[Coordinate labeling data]
*-*-*
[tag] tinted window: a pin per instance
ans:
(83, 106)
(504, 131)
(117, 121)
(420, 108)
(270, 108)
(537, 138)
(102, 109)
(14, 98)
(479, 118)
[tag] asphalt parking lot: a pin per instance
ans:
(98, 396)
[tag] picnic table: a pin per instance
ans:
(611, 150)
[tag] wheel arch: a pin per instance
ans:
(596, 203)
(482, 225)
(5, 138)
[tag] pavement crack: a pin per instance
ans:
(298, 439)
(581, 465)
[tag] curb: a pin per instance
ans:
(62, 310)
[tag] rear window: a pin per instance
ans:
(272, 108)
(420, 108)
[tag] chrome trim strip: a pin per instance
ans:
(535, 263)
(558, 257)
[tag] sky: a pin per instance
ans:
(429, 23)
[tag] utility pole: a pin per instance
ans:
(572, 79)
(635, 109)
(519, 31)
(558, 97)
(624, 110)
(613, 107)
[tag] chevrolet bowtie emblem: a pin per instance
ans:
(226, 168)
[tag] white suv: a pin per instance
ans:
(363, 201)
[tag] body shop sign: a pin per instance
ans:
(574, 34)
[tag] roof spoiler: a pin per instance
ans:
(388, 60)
*-*-*
**What you will do**
Put each line of the listing above into a numbered list, omitting any blank lines.

**Response to the exercise**
1. [tag] tinted window: a pin per instance
2. ans:
3. (83, 106)
4. (504, 131)
5. (117, 121)
6. (420, 108)
7. (270, 108)
8. (537, 138)
9. (102, 109)
10. (14, 98)
11. (479, 118)
12. [tag] asphalt parking lot: a pin per instance
13. ans:
14. (98, 396)
15. [tag] picnic table: a pin per instance
16. ans:
17. (611, 150)
18. [tag] wheel arch: a pin per instance
19. ans:
20. (596, 203)
21. (482, 225)
22. (5, 138)
23. [tag] pavement crack: a pin per instance
24. ans:
25. (298, 439)
26. (581, 465)
27. [tag] curb: a pin per instance
28. ans:
29. (62, 310)
30. [tag] rear window: a pin per instance
31. ans:
32. (272, 108)
33. (420, 108)
34. [tag] chrome trim strip: a pin per instance
35. ans:
36. (535, 263)
37. (558, 257)
38. [tag] sky: a pin per instance
39. ans:
40. (429, 23)
41. [tag] utility pole: a pin per instance
42. ans:
43. (572, 79)
44. (635, 109)
45. (519, 31)
46. (558, 97)
47. (624, 110)
48. (613, 107)
49. [tag] chevrolet bowtie emblem: a pin per instance
50. ans:
51. (226, 168)
52. [tag] white suv: a pin per instance
53. ans:
54. (363, 201)
55. [tag] body shop sign: a pin per instance
56. ans:
57. (574, 34)
58. [tag] roof spoiler: a pin per instance
59. ans:
60. (388, 60)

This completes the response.